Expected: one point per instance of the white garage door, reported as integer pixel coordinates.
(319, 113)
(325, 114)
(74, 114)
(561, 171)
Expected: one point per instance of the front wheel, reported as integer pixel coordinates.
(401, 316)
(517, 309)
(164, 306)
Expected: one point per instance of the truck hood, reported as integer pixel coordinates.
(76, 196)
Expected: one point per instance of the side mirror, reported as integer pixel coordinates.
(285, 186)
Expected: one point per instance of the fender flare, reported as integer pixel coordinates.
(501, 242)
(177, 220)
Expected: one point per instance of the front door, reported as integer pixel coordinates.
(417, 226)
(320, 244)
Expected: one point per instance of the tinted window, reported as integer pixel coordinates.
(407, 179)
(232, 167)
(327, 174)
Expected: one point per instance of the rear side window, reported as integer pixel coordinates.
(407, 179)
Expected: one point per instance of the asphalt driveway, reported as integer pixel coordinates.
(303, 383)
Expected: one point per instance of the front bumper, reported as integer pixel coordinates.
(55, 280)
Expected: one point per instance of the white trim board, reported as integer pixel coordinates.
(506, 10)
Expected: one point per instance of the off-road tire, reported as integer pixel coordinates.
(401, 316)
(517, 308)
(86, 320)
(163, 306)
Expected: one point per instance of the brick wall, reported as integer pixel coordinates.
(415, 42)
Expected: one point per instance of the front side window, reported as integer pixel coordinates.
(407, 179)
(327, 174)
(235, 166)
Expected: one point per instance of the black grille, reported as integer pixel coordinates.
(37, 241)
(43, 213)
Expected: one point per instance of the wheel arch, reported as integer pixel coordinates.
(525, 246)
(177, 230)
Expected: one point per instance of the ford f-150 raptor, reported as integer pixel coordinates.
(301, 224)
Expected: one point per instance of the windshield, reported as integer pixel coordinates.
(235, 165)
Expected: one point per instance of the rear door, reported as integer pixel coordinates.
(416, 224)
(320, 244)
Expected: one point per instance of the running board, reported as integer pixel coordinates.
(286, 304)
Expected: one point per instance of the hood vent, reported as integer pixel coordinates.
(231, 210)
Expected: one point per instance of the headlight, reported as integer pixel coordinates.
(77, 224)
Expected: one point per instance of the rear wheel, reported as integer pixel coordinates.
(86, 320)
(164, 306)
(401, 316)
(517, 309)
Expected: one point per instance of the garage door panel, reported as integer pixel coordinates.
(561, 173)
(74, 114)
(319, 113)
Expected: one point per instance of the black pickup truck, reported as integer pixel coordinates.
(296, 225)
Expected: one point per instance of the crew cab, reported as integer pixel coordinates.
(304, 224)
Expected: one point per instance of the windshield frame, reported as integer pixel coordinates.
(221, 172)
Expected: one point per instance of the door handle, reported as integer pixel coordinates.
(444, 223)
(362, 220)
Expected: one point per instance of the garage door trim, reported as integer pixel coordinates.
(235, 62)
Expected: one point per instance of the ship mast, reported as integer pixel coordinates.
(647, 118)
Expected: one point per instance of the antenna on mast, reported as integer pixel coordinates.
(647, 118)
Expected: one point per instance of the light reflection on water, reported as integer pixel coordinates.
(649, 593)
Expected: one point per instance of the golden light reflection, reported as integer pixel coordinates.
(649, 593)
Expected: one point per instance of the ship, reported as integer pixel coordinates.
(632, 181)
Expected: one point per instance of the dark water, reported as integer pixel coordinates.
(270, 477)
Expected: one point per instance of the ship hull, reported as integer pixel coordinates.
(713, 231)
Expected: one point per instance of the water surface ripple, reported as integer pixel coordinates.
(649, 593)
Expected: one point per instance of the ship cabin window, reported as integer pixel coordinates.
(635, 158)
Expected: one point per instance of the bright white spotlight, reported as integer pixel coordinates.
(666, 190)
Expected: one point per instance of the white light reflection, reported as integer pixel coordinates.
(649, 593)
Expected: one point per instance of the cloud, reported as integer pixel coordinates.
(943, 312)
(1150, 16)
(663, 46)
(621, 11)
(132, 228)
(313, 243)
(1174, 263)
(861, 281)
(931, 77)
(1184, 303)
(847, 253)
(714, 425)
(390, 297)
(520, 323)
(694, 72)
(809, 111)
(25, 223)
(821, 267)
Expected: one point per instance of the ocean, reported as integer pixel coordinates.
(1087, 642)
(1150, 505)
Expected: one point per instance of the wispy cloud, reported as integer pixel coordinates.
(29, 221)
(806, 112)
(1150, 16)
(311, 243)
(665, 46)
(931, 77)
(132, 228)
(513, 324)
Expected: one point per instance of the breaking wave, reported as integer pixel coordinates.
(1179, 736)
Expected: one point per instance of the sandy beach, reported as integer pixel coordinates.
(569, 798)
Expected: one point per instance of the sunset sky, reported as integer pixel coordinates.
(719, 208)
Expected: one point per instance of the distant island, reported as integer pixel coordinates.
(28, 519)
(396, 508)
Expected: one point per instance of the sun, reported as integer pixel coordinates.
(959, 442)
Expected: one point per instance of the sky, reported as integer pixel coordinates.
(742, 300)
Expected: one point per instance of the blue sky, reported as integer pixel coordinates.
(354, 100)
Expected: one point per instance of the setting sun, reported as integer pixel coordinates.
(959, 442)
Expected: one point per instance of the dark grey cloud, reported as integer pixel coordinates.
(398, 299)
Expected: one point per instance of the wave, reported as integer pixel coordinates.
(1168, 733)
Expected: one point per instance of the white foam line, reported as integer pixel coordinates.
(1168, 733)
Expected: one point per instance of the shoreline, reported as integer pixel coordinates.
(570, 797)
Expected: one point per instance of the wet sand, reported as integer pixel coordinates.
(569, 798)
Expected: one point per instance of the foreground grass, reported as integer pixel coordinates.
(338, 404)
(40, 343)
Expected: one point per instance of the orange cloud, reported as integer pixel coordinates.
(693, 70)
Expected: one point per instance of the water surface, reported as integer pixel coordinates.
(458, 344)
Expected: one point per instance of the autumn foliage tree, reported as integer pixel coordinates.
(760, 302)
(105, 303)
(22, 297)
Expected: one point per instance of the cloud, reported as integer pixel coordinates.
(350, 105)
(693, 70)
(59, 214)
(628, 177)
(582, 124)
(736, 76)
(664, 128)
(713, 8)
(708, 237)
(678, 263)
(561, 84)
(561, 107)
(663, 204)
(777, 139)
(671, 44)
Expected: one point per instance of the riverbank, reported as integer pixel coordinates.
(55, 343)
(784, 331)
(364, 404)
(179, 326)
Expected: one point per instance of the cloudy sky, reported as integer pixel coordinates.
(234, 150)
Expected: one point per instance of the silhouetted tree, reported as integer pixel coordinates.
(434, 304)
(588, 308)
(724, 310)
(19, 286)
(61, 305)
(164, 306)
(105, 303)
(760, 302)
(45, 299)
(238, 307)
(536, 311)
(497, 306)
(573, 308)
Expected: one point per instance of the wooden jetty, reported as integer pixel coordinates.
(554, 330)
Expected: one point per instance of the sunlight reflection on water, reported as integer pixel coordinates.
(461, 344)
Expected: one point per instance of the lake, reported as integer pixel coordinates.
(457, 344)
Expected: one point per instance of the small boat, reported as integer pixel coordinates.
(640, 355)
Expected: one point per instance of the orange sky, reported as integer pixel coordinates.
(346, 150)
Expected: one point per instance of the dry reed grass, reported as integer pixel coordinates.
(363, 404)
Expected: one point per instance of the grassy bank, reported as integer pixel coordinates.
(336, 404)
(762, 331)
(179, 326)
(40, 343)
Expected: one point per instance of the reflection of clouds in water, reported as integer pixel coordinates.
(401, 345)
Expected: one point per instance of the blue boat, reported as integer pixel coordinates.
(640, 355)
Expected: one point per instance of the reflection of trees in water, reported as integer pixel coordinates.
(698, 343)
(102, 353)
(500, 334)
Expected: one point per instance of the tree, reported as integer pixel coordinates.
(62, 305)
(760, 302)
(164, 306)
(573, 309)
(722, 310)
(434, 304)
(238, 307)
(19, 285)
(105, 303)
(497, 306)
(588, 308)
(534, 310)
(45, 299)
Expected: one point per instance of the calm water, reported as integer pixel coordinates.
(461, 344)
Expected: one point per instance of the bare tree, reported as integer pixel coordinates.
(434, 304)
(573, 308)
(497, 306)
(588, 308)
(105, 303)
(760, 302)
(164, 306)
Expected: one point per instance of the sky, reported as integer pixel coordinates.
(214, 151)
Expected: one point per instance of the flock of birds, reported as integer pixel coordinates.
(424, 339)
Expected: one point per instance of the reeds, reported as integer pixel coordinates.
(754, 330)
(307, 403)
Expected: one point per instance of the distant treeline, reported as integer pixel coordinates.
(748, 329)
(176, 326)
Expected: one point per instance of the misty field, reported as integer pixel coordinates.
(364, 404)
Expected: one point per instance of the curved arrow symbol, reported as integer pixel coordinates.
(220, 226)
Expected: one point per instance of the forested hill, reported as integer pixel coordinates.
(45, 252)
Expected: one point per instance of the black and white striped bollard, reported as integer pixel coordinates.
* * * * * * * * *
> _Task requirements_: Print exactly the lines from the one with "Expected: one point per instance of the reeds, reported" through the end of the data, inclusive.

> _Written solution_:
Expected: one point per instance of the reeds, reported as integer pixel coordinates.
(754, 330)
(307, 403)
Expected: one point per instance of the distant treeline, reported as integer pixel coordinates.
(748, 329)
(176, 326)
Expected: one point per instance of the misty field, reported as integer pixel coordinates.
(364, 404)
Expected: one point per instance of the curved arrow symbol, reported as integer pixel coordinates.
(220, 226)
Expected: one point per instance of the forested hill, reported as integer pixel coordinates.
(45, 252)
Expected: one point per instance of the black and white striped bollard, reported as integer pixel coordinates.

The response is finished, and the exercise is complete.